* DATASET RECORDS
--

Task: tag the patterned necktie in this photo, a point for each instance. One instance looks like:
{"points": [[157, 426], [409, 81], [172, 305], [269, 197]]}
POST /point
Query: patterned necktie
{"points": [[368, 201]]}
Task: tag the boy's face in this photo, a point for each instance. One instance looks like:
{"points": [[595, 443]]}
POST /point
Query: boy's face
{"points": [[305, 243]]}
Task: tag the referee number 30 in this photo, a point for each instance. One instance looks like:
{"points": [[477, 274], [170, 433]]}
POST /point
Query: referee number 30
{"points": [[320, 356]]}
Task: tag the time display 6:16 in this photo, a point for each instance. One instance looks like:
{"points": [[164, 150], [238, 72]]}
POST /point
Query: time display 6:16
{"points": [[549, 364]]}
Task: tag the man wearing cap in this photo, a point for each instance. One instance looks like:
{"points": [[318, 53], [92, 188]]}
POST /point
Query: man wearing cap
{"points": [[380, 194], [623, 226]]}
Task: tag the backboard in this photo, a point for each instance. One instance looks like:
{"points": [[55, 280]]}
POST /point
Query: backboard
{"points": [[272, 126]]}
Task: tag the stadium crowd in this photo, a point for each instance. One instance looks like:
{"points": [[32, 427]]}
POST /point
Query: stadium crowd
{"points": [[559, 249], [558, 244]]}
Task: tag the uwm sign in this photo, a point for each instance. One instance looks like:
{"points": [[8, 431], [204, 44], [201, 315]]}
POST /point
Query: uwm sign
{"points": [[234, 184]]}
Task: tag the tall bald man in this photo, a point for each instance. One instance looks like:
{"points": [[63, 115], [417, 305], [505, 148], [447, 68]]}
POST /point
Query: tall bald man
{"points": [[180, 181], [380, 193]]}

--

Please retype the listing above with no line missing.

* REPLY
Task: tag the patterned necktie in this photo, a point for each instance. One instance looks like:
{"points": [[157, 426], [409, 81], [172, 305], [269, 197]]}
POST /point
Query: patterned necktie
{"points": [[368, 201]]}
Task: tag the boy's face in this photo, a point for each instance. One instance looks like:
{"points": [[595, 443]]}
POST /point
Query: boy's face
{"points": [[305, 243]]}
Task: tag the referee number 30 in this photo, a point for each instance. One instance looks like:
{"points": [[477, 274], [170, 433]]}
POST /point
Query: referee number 30
{"points": [[320, 356]]}
Task: tag the time display 6:16 in this photo, a point for each instance. One instance looks like:
{"points": [[164, 150], [238, 72]]}
POST /point
Query: time display 6:16
{"points": [[549, 364]]}
Task: tag the man wearing cap in this photo, a point for each instance. One instance looks like:
{"points": [[318, 53], [92, 188]]}
POST /point
Query: man wearing cap
{"points": [[380, 194], [623, 226]]}
Task: tag the backboard in this photo, a point for each instance. One instance looks like:
{"points": [[55, 280]]}
POST /point
Query: backboard
{"points": [[272, 126]]}
Task: tag the stadium crowd in this photo, a point for each instance. One instance looks like:
{"points": [[32, 427]]}
POST /point
Query: stadium crowd
{"points": [[559, 249], [558, 244]]}
Task: tag the uwm sign in this photo, a point for each instance. One instance looks like:
{"points": [[8, 431], [204, 44], [201, 315]]}
POST /point
Query: uwm sign
{"points": [[234, 184]]}
Task: tag the tall bald man in this photo, a point for each instance. One instance looks like:
{"points": [[63, 115], [417, 305], [505, 148], [447, 68]]}
POST /point
Query: tall bald man
{"points": [[180, 181], [380, 193]]}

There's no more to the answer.